EXERCISE BRIEF: Please rewrite the part of the records below that opens with the line containing "Exercise. Put one marker on every instance of the cluster" and runs through the end of the records, keeping every line including the requests, and add 55 to each coordinate in the answers.

Records from a data collection
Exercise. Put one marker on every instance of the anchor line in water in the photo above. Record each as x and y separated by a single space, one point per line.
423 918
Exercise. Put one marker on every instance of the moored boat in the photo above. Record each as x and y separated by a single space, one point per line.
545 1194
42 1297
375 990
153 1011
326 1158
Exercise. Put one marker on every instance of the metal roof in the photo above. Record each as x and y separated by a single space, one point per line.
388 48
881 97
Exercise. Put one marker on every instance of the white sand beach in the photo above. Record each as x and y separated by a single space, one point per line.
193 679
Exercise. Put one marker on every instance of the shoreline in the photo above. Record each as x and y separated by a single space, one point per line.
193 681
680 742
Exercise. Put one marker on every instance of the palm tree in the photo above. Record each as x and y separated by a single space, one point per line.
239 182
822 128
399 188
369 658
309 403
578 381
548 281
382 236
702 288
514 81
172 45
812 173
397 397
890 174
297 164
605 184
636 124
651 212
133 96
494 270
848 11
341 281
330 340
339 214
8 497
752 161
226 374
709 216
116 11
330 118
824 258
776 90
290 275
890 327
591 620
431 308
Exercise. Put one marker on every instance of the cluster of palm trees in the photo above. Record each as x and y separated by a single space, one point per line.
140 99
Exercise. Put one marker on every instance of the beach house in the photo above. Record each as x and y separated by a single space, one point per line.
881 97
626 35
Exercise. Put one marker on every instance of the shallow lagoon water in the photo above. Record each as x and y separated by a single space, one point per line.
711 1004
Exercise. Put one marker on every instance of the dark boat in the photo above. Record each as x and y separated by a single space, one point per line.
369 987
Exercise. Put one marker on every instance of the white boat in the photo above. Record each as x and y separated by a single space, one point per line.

REPLY:
Exercise. Put one marker on every instance of the cluster of palm trees in the photo above. Record each as x and y separated by a single space, one point per line.
195 154
Exercise. Put one marker on every instance of the beach house in the photo above. Record each as x and y separated by a single space, one point per line.
936 152
681 90
Exercise. Put one marker on every instance of the shallow lagoon water in the photo above. Record each as x and y separated by a single space, one point per line.
766 1059
Exercise. Put one marker on every instance of the dark boat in the photo above. Record each as x and y separated by a single space, one point per line.
424 1042
Exercise. Put one marker on every instance of the white boat in the photo above. Record each as x and y separated by a single space, one point per line.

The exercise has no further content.